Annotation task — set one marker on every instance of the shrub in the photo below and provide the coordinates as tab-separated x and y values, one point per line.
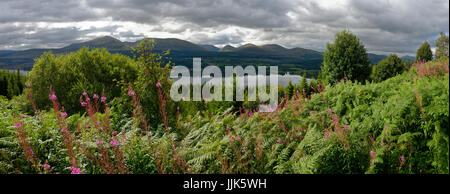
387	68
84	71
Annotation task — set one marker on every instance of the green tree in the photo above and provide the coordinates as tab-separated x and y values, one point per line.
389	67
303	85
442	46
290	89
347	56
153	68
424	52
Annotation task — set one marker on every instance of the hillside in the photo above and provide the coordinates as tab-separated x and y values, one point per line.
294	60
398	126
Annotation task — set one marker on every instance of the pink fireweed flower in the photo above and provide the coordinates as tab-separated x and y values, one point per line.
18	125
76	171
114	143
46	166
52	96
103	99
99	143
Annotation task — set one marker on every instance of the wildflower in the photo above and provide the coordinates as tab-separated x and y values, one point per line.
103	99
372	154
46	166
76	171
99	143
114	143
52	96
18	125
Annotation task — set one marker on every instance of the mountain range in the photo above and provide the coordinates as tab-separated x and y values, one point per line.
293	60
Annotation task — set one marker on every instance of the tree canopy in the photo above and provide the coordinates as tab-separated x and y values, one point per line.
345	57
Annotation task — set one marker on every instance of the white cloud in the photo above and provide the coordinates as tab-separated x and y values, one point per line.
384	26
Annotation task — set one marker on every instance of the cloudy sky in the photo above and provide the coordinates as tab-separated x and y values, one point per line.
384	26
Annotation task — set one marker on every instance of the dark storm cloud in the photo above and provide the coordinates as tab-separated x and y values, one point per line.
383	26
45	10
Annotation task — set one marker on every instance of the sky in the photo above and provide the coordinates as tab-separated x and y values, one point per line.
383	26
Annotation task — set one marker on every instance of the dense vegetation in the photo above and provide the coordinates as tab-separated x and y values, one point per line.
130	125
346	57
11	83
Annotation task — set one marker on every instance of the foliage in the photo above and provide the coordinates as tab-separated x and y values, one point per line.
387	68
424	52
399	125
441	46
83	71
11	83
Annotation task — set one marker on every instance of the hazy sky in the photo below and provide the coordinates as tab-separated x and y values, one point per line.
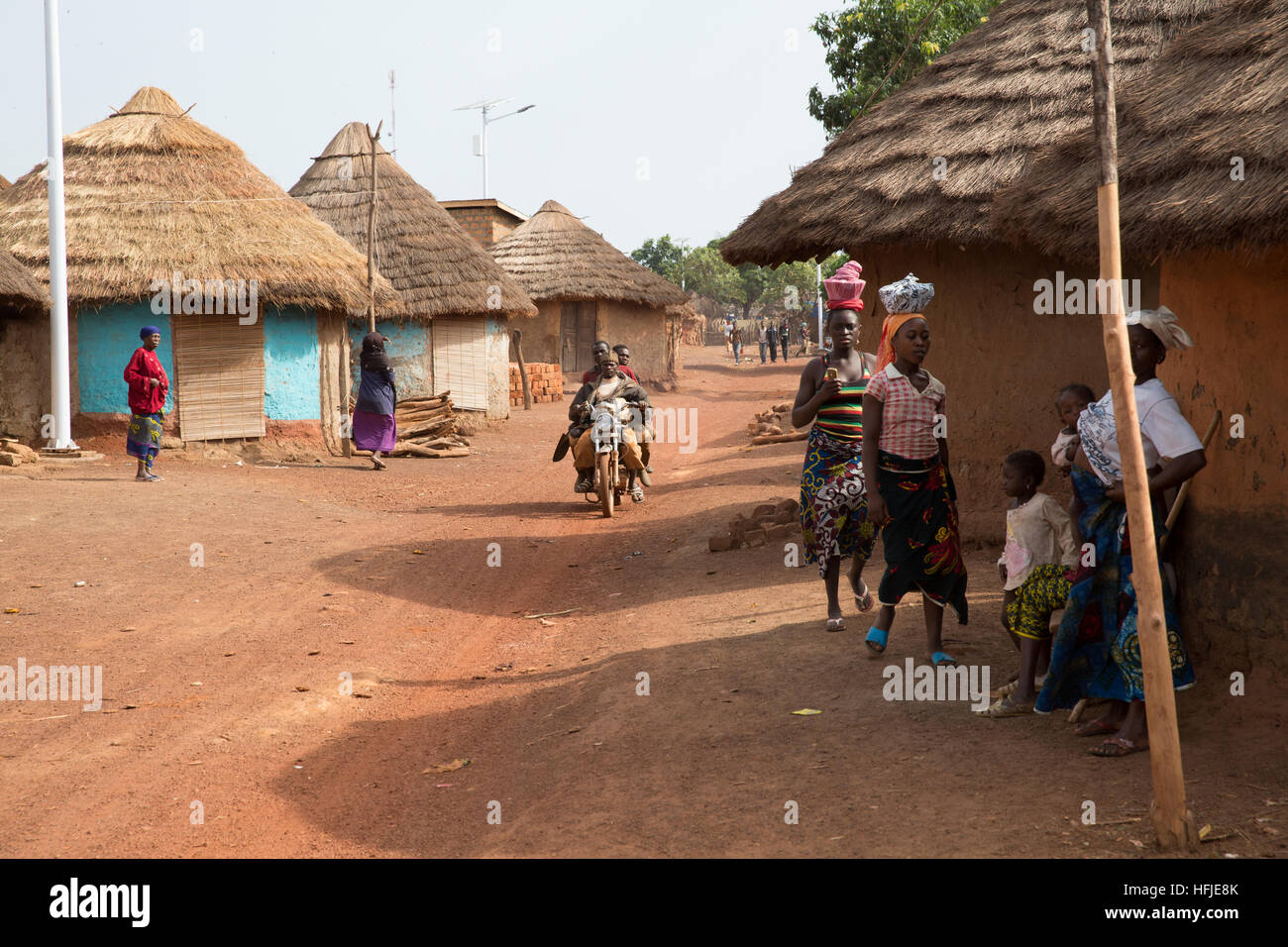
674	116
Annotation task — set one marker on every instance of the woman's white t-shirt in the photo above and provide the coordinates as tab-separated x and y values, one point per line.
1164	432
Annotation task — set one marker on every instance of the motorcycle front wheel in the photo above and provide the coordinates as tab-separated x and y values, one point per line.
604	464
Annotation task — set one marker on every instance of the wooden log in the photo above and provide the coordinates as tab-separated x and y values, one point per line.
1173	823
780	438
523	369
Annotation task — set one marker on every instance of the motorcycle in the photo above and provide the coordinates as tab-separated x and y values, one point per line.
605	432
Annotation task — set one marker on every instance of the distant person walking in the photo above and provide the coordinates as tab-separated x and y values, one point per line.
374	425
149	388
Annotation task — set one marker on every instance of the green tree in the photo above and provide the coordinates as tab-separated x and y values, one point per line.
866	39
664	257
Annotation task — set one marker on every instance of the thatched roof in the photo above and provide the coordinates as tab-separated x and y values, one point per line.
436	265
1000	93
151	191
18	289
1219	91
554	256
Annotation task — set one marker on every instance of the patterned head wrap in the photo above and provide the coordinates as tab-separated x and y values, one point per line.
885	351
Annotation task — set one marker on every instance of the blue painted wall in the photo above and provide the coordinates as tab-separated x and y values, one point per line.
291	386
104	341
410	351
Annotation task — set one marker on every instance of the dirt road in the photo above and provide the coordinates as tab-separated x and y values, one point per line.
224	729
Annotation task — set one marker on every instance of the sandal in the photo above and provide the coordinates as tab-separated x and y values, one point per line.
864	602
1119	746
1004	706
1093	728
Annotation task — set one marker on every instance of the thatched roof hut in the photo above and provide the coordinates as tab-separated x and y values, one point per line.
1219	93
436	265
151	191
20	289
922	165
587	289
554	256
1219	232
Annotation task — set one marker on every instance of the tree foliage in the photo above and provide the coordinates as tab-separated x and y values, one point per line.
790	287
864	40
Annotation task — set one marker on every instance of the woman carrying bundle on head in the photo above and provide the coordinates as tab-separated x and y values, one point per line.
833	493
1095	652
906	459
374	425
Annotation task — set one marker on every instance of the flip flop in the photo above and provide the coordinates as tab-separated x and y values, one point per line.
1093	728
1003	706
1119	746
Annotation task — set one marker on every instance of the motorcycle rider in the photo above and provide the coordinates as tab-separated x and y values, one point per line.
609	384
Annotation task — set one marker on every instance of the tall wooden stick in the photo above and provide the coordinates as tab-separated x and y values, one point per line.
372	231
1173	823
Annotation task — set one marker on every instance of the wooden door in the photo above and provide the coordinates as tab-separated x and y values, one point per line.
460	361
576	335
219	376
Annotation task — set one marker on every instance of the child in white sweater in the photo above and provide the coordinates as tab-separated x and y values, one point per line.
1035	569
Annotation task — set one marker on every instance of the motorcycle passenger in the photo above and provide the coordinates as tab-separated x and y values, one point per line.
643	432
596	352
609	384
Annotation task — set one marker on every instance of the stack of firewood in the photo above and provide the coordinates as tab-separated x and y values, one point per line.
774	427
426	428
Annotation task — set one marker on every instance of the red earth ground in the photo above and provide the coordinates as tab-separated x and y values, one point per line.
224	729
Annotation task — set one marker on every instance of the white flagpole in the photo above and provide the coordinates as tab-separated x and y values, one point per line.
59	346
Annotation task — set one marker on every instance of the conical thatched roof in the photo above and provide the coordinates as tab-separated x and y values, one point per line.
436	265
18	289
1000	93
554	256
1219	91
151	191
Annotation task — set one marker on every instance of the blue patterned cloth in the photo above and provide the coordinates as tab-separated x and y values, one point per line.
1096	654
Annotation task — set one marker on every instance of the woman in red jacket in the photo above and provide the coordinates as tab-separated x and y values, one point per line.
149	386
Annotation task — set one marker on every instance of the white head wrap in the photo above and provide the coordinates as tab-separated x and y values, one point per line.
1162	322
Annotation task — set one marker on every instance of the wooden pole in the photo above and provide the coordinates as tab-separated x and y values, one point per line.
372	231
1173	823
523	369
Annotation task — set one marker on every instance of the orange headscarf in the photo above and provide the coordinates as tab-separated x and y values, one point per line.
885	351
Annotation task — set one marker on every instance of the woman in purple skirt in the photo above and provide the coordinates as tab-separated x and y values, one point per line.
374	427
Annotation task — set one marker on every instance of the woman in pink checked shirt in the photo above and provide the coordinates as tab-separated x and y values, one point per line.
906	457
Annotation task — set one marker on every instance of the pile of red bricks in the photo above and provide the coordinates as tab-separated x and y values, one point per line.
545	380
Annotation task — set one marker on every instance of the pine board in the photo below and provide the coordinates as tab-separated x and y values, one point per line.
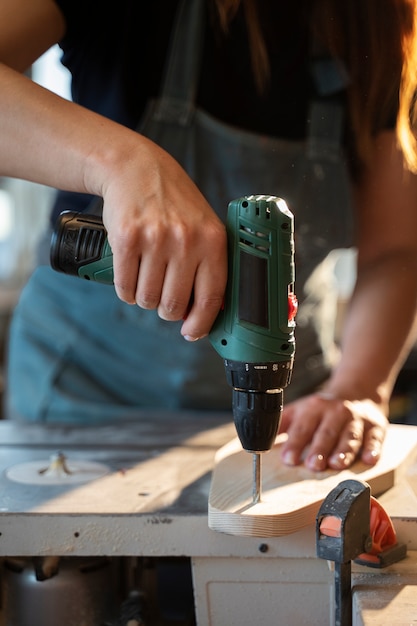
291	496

※ ※ ※

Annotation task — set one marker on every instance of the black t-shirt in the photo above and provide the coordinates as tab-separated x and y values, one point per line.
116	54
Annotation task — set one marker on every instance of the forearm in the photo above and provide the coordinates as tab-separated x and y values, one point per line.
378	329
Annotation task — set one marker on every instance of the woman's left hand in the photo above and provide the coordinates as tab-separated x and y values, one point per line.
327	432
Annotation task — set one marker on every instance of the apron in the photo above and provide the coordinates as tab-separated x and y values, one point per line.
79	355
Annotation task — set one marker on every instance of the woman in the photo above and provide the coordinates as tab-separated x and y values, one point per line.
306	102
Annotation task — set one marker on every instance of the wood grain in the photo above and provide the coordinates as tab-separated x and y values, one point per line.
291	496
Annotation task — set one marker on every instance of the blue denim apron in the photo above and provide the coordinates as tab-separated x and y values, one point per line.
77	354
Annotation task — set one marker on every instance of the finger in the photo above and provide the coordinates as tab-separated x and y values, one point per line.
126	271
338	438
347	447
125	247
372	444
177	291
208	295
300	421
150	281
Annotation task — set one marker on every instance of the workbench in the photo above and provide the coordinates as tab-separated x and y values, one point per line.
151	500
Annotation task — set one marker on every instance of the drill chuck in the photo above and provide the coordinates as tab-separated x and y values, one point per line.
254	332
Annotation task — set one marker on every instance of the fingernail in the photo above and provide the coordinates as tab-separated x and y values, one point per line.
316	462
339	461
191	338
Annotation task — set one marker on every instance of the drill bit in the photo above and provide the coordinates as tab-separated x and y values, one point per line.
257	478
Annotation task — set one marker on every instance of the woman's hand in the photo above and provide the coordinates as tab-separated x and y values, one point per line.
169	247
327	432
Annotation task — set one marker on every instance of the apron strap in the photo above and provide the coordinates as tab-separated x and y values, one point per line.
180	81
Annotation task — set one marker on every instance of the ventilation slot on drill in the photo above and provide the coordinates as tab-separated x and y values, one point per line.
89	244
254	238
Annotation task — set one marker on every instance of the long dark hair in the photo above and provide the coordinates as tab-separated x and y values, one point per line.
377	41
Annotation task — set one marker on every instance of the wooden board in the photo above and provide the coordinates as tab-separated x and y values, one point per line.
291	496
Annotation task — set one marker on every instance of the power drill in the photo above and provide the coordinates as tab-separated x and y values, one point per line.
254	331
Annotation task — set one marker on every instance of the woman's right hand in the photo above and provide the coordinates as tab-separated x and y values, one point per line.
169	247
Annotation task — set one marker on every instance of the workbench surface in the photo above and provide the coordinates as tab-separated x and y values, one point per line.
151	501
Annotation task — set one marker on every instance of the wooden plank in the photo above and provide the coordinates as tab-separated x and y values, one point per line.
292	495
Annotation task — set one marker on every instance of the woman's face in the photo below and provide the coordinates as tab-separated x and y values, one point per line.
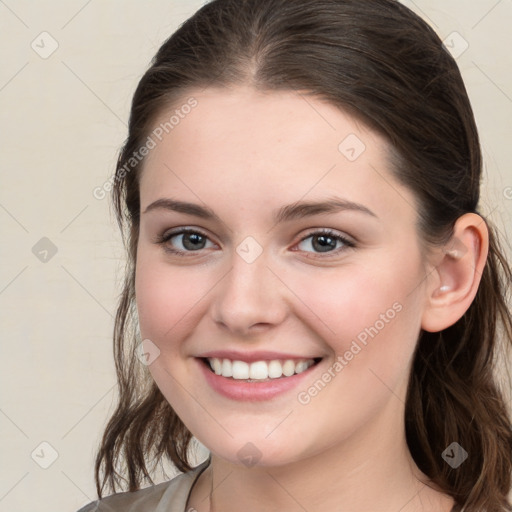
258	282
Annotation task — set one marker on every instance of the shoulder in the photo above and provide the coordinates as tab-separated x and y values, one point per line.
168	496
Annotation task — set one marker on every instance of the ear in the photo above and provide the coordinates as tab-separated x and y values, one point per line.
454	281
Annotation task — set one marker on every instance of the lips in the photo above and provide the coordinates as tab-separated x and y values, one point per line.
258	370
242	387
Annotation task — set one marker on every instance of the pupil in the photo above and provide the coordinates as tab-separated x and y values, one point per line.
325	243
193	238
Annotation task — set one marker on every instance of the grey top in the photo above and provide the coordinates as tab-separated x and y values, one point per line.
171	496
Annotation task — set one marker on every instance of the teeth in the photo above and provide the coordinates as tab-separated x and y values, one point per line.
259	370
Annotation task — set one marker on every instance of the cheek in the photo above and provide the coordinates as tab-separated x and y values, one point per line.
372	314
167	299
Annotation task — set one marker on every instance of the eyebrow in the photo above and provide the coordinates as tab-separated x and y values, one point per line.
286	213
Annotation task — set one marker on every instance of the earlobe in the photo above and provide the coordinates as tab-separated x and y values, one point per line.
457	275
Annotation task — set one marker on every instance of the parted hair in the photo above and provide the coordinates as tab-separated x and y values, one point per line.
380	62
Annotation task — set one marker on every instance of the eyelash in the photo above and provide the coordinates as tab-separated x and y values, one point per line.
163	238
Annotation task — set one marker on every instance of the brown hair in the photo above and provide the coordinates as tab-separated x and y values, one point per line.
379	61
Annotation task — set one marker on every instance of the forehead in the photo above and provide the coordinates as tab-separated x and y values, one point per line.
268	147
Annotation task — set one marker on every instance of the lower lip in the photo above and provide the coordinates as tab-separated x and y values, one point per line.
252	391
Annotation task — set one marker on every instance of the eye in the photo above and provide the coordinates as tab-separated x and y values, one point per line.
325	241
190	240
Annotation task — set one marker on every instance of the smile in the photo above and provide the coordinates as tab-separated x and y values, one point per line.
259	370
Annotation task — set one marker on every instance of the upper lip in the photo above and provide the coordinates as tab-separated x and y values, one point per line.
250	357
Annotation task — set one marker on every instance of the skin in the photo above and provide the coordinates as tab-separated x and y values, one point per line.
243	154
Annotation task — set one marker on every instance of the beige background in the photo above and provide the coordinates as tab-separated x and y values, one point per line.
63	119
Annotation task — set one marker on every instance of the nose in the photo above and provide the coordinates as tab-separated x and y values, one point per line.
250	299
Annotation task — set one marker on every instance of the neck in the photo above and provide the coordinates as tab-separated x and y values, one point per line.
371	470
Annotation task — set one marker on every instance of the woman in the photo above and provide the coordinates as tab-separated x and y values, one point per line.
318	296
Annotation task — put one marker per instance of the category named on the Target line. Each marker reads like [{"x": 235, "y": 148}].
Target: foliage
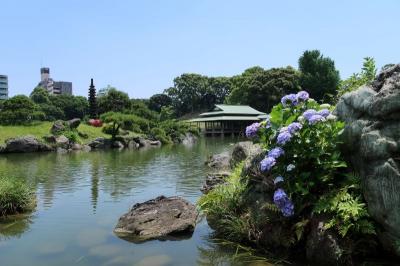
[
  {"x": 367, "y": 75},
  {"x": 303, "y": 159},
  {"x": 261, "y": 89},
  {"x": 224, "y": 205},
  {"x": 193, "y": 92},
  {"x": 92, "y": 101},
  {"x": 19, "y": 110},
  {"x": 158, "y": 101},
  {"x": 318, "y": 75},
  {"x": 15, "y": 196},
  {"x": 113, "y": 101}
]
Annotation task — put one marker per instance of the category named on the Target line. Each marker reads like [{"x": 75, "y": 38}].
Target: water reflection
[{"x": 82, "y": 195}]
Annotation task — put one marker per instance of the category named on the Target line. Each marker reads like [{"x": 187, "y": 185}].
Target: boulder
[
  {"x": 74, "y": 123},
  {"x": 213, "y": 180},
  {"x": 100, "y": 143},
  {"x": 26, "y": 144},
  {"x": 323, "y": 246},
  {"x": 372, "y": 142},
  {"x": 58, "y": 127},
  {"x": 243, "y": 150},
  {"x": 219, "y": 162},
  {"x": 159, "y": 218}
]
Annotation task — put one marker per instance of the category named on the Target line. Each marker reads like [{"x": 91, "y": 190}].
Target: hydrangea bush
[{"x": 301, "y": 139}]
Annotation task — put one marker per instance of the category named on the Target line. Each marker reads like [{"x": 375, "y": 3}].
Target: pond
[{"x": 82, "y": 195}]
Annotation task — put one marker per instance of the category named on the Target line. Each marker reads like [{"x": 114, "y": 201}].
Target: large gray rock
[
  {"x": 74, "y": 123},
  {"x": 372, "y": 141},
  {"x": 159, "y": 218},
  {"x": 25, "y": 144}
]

※ ※ ※

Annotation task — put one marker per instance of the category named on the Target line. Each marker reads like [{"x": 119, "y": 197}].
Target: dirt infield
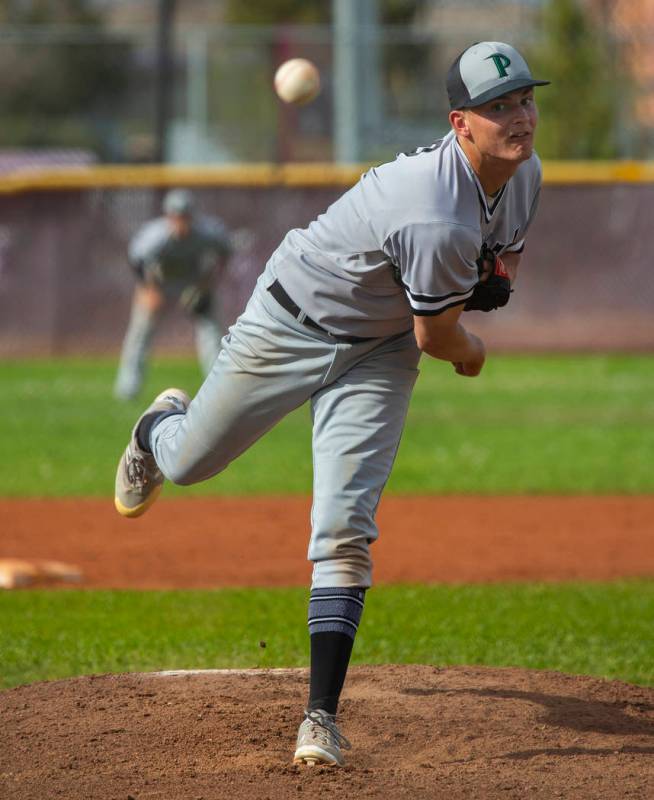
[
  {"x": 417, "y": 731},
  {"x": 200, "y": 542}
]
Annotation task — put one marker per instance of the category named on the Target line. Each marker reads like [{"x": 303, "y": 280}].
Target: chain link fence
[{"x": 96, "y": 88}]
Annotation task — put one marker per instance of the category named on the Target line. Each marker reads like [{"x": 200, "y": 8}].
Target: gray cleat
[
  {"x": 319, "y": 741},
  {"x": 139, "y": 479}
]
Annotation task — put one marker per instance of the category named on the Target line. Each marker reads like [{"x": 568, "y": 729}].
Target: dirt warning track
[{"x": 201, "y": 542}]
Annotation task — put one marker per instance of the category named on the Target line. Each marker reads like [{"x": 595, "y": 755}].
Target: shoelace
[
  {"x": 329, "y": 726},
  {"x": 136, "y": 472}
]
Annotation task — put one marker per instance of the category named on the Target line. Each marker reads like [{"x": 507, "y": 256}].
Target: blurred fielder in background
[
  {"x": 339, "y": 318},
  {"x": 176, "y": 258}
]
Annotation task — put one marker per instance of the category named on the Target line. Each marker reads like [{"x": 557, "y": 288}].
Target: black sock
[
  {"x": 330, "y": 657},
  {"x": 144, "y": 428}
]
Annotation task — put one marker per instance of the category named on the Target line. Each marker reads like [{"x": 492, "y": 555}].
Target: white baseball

※ ※ ※

- _TASK REQUIREMENTS_: Output the lines of the records above exactly as they appear, from the line containing "Target: black sock" through the line containing "Target: white baseball".

- _REPLY_:
Target: black sock
[
  {"x": 330, "y": 657},
  {"x": 144, "y": 428}
]
Annotation task — put one marker per instance of the category named on the Target line. Each marker reads like [{"x": 492, "y": 555}].
Target: white baseball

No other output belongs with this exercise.